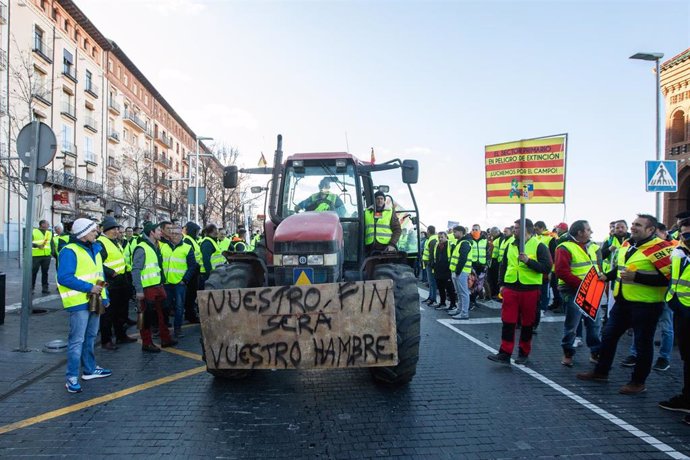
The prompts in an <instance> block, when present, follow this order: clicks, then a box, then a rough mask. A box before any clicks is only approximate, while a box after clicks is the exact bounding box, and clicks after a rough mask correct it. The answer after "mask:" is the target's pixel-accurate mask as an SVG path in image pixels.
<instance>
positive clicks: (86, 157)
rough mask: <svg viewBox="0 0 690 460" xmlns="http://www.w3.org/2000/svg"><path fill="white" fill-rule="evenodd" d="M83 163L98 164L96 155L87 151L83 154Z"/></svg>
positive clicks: (91, 152) (95, 164) (92, 152)
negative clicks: (83, 160) (83, 157)
mask: <svg viewBox="0 0 690 460" xmlns="http://www.w3.org/2000/svg"><path fill="white" fill-rule="evenodd" d="M84 161H85V162H86V163H88V164H92V165H97V164H98V161H96V154H95V153H93V152H89V151H88V150H87V151H86V152H84Z"/></svg>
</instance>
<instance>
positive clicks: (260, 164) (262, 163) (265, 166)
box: [259, 152, 268, 168]
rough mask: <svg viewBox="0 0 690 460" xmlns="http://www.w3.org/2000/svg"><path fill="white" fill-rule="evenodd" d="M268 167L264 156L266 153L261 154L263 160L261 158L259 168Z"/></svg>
mask: <svg viewBox="0 0 690 460" xmlns="http://www.w3.org/2000/svg"><path fill="white" fill-rule="evenodd" d="M266 166H268V162H267V161H266V157H265V156H264V152H261V158H259V167H260V168H265V167H266Z"/></svg>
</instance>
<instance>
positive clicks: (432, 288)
mask: <svg viewBox="0 0 690 460" xmlns="http://www.w3.org/2000/svg"><path fill="white" fill-rule="evenodd" d="M426 279H428V280H429V298H430V299H431V300H433V301H434V302H436V296H437V295H438V292H437V290H436V278H434V272H433V271H431V265H428V264H427V266H426Z"/></svg>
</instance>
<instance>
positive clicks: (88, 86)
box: [84, 80, 98, 98]
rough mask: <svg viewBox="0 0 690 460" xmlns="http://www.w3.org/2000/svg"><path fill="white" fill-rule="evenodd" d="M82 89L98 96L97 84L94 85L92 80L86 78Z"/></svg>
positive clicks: (84, 90)
mask: <svg viewBox="0 0 690 460" xmlns="http://www.w3.org/2000/svg"><path fill="white" fill-rule="evenodd" d="M84 91H86V92H87V93H89V94H90V95H92V96H93V97H95V98H97V97H98V86H96V85H95V84H94V83H93V82H92V81H89V80H87V81H86V86H85V87H84Z"/></svg>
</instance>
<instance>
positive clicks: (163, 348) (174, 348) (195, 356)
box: [161, 347, 201, 361]
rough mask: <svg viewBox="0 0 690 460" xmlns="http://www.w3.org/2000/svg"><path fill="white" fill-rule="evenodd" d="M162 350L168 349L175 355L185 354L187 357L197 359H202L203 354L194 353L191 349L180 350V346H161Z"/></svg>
mask: <svg viewBox="0 0 690 460" xmlns="http://www.w3.org/2000/svg"><path fill="white" fill-rule="evenodd" d="M161 350H163V351H167V352H168V353H172V354H174V355H180V356H184V357H185V358H190V359H194V360H196V361H201V355H200V354H198V353H192V352H189V351H184V350H180V349H179V348H170V347H166V348H161Z"/></svg>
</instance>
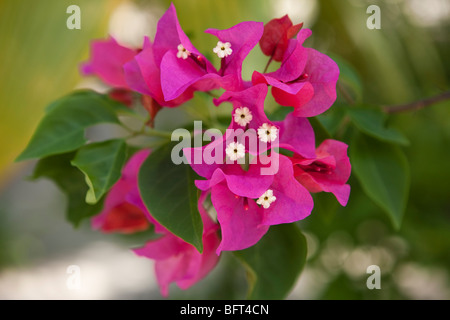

Task to carry out: Which lines above run from the one containing "positive clicks: (432, 288)" down to the one containing "89L98 96L97 84L94"? Repeat exactly those, both ends included, and nothing else.

Solution for this task:
positive clicks: (432, 288)
mask: <svg viewBox="0 0 690 460" xmlns="http://www.w3.org/2000/svg"><path fill="white" fill-rule="evenodd" d="M426 279H428V280H429V298H430V299H431V300H433V301H434V302H436V296H437V295H438V292H437V290H436V278H434V272H433V271H431V265H428V264H427V266H426Z"/></svg>
</instance>
<instance>
positive clicks: (88, 86)
box: [84, 80, 98, 98]
rough mask: <svg viewBox="0 0 690 460" xmlns="http://www.w3.org/2000/svg"><path fill="white" fill-rule="evenodd" d="M82 89L98 96L97 84L94 85L92 80L86 78Z"/></svg>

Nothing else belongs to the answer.